| ← Previous race | Next race → |
- The Österreichring (1969–76)

Race details
- Date: 15 August 1976
- Official name: XIV Raiffeisen Großer Preis von Österreich
- Location: Österreichring Spielberg, Styria, Austria
- Course: Permanent racing facility
- Course length: 5.911 km (3.673 miles)
- Distance: 54 laps, 319.914 km (198.342 miles)

Pole position
- Driver: James Hunt; / McLaren-Ford
- Time: 1:35.02

Fastest lap
- Driver: James Hunt / McLaren-Ford
- Time: 1:35.91 (lap record)

Podium
- First: John Watson; / Penske-Ford
- Second: Jacques Laffite; / Ligier-Matra
- Third: Gunnar Nilsson; / Lotus-Ford

= 1976 Austrian Grand Prix =

The 1976 Austrian Grand Prix was a Formula One motor race held at the Österreichring on 15 August 1976. It was the eleventh race of the 1976 World Championship of F1 Drivers and the 1976 International Cup for F1 Constructors.

■ Stated exercise a:
Extract every line of the records that contains the word "patch". Case counts.

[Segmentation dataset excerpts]
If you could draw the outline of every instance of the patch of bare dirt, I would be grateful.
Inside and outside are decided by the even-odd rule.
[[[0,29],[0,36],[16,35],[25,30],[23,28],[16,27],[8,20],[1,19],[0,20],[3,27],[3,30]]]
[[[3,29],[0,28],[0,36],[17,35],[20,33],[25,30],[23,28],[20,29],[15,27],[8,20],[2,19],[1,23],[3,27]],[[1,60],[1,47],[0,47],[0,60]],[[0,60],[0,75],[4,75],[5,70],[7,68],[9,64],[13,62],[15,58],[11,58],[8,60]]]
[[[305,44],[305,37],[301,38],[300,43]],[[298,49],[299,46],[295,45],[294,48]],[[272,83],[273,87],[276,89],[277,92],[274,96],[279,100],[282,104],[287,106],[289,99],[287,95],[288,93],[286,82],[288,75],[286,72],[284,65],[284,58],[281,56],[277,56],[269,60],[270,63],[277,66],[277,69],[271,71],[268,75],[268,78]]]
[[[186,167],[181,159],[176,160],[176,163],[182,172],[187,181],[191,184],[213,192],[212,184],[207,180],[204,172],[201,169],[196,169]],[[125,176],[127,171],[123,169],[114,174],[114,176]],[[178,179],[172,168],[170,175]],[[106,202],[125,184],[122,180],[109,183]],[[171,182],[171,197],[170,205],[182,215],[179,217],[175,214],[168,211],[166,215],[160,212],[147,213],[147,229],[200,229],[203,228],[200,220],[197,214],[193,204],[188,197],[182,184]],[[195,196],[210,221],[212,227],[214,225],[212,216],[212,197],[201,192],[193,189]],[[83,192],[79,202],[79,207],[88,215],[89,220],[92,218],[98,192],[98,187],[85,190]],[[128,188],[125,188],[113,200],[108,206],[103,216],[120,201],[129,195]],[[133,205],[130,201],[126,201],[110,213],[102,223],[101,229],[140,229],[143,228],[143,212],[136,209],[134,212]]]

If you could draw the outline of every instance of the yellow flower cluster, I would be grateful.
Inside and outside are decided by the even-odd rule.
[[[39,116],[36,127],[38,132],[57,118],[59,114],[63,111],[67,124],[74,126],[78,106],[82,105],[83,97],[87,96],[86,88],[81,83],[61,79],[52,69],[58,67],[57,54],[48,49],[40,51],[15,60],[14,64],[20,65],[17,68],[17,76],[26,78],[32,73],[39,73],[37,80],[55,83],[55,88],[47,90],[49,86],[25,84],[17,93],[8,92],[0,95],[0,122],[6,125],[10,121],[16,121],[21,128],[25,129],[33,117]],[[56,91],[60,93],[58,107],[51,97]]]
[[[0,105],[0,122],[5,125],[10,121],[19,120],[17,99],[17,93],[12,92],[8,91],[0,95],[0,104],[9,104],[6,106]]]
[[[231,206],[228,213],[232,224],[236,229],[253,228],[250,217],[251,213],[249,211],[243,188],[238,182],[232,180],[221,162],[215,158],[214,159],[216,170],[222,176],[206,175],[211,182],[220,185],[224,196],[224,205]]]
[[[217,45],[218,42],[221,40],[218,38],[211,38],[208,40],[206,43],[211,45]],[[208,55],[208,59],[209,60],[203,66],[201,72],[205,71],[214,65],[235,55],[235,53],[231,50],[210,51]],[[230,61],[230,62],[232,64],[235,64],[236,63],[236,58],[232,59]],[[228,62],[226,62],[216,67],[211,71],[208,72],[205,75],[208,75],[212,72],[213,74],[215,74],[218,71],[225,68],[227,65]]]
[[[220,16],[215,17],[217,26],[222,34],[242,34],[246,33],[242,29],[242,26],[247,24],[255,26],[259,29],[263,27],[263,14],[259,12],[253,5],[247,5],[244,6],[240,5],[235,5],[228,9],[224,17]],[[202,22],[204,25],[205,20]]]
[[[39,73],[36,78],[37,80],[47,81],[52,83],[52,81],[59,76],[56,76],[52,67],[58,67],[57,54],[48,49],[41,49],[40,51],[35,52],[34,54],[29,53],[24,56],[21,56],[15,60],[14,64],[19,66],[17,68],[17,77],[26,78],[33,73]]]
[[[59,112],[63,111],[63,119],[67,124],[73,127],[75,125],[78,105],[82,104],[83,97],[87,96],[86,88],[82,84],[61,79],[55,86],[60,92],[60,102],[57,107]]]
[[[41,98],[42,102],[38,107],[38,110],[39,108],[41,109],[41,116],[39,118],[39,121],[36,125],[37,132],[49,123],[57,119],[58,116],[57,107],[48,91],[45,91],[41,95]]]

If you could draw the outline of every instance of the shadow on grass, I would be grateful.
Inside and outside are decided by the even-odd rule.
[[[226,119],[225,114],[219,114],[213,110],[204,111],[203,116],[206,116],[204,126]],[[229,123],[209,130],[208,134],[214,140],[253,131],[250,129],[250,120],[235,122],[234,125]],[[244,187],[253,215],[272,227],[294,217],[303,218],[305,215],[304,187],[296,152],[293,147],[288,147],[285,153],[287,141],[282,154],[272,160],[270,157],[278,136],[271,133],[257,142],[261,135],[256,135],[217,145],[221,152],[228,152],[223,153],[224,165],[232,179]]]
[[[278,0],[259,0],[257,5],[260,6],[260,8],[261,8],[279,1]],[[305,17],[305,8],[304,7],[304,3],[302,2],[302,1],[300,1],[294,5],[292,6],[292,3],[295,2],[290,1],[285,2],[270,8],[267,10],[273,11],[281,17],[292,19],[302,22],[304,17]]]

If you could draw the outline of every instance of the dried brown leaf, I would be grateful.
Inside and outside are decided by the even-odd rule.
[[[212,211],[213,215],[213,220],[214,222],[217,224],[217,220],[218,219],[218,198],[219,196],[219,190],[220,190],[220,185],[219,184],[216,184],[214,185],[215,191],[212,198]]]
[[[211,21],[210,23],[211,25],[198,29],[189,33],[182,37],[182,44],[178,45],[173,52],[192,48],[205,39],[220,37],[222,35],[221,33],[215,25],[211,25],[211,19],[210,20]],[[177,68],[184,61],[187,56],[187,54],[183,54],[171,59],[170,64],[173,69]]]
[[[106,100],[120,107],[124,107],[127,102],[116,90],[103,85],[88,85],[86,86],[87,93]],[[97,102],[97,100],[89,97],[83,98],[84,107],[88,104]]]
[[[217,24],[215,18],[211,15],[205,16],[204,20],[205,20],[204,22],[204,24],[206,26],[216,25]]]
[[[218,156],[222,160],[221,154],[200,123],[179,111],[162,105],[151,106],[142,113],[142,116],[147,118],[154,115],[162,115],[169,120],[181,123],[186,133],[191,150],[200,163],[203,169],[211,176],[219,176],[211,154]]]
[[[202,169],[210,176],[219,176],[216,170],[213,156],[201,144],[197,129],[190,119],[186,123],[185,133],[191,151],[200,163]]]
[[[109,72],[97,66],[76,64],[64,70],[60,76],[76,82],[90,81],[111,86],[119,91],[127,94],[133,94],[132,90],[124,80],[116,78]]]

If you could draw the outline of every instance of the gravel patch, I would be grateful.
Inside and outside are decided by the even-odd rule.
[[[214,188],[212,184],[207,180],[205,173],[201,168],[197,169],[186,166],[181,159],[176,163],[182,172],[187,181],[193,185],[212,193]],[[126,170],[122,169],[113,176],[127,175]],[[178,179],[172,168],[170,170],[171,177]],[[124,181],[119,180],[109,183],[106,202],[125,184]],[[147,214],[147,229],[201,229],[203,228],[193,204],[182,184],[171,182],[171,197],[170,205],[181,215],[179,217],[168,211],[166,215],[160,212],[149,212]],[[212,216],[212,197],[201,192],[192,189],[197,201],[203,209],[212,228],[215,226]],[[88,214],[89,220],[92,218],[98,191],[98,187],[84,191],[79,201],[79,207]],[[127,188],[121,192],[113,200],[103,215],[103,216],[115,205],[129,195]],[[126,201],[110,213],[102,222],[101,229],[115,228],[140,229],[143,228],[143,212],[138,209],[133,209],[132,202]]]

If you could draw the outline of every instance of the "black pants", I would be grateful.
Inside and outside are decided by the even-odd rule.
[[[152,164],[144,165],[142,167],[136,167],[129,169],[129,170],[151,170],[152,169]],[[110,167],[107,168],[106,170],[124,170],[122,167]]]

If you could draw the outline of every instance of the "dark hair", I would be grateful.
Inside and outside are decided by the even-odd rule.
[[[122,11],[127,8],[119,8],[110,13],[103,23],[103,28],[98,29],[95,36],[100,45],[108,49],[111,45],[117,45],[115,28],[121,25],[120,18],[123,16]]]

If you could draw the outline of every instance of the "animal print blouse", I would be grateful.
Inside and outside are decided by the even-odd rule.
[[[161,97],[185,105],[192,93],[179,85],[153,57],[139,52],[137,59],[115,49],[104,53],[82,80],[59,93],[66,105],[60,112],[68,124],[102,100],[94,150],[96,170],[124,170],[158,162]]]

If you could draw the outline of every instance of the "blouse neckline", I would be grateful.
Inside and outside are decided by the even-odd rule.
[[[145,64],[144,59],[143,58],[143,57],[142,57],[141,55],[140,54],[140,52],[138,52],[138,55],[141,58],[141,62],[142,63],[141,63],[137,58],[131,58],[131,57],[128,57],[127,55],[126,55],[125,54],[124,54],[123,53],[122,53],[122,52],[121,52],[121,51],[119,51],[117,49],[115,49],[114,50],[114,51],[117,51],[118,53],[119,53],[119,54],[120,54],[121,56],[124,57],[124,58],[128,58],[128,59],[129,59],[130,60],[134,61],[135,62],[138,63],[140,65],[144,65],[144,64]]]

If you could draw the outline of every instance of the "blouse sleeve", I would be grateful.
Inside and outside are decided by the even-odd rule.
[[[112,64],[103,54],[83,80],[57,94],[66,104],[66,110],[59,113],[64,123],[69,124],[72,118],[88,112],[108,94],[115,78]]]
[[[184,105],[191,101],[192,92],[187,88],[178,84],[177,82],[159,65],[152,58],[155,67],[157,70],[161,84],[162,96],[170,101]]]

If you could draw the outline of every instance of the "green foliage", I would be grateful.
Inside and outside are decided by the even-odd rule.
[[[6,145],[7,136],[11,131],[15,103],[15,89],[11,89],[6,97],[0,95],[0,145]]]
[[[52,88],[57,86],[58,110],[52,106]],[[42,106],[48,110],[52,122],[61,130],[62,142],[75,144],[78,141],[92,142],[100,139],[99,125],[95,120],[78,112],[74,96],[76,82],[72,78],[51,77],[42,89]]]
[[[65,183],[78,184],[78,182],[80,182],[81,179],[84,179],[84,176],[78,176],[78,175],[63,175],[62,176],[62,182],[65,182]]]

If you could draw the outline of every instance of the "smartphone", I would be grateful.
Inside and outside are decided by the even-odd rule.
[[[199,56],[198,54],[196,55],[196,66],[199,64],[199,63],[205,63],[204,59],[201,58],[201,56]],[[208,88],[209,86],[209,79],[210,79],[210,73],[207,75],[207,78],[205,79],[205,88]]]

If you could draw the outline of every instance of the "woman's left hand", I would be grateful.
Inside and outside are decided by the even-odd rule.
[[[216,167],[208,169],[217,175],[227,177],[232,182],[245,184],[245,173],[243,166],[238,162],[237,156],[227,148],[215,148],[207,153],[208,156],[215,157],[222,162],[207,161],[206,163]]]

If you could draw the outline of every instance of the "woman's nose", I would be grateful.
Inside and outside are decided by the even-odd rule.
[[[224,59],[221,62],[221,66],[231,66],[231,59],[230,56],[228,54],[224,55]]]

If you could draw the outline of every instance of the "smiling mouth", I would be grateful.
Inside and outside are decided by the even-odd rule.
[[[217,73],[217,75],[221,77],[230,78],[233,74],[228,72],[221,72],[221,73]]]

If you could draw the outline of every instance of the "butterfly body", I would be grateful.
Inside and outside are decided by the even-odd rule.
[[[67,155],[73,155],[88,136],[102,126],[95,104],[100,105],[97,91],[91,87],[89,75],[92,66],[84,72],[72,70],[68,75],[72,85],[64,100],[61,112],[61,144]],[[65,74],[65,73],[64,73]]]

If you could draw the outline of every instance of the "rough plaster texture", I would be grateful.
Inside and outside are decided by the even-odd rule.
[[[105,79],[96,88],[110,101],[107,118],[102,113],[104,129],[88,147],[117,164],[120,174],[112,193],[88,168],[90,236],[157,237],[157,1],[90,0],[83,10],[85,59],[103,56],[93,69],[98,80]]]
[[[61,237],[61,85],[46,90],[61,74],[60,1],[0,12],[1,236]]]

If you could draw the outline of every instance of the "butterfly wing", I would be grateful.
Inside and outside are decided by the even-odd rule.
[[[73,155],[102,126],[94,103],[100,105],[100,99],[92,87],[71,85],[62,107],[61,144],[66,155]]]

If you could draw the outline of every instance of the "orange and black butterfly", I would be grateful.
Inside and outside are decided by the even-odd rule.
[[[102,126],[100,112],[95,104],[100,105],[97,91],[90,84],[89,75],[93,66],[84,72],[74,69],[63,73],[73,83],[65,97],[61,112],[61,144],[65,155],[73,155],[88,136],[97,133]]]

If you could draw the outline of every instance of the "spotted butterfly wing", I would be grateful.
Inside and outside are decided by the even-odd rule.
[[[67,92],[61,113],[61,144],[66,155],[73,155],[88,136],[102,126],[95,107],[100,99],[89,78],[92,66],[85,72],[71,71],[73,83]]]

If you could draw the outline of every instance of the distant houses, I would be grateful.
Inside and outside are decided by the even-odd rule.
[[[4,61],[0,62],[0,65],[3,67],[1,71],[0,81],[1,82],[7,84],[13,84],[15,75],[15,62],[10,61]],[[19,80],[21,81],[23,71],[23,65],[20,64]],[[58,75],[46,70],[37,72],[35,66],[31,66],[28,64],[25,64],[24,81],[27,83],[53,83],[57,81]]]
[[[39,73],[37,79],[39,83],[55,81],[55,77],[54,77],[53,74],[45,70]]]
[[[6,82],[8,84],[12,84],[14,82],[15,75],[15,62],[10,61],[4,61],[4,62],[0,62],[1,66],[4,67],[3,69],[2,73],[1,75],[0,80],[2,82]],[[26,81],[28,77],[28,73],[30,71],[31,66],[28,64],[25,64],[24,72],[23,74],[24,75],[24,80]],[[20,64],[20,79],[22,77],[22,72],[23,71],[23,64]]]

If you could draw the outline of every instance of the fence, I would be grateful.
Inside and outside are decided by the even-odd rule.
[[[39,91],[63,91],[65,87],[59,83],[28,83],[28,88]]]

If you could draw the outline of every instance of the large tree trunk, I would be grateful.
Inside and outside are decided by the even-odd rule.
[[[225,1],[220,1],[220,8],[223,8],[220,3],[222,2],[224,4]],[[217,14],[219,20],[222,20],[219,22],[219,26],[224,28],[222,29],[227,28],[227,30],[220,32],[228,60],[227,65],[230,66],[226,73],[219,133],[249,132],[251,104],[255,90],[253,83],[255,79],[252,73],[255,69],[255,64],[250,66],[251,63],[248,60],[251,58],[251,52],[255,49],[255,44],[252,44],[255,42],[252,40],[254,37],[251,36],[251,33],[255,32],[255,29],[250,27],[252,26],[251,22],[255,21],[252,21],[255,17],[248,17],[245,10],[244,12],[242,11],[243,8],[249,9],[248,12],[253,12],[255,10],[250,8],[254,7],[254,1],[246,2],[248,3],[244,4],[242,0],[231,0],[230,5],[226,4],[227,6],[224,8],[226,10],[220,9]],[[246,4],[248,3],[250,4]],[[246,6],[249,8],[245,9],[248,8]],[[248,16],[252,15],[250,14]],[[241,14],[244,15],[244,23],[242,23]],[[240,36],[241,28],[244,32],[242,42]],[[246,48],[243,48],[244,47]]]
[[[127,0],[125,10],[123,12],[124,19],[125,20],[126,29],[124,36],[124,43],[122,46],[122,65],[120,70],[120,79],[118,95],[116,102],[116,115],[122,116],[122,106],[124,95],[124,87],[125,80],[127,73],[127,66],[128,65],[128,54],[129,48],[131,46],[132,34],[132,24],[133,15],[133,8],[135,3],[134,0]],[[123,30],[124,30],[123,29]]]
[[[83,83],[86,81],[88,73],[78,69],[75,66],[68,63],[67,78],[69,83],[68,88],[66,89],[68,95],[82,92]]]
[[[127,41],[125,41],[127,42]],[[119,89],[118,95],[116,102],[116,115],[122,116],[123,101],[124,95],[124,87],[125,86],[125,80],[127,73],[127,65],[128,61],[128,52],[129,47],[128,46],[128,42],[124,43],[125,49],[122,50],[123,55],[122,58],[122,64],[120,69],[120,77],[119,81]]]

■ Stated exercise b:
In the Austrian Grand Prix text, rewrite the part that opens with the words "- Distance: 54" and closes with "1:35.91 (lap record)", replacing "McLaren-Ford" with "McLaren-Cosworth".

■ Task response a:
If you could draw the outline of every instance of the patch of bare dirt, I would be grateful.
If you could draw the outline of every instance of the gravel patch, I would be grateful.

■ Task response b:
- Distance: 54 laps, 319.914 km (198.342 miles)

Pole position
- Driver: James Hunt; / McLaren-Cosworth
- Time: 1:35.02

Fastest lap
- Driver: James Hunt / McLaren-Cosworth
- Time: 1:35.91 (lap record)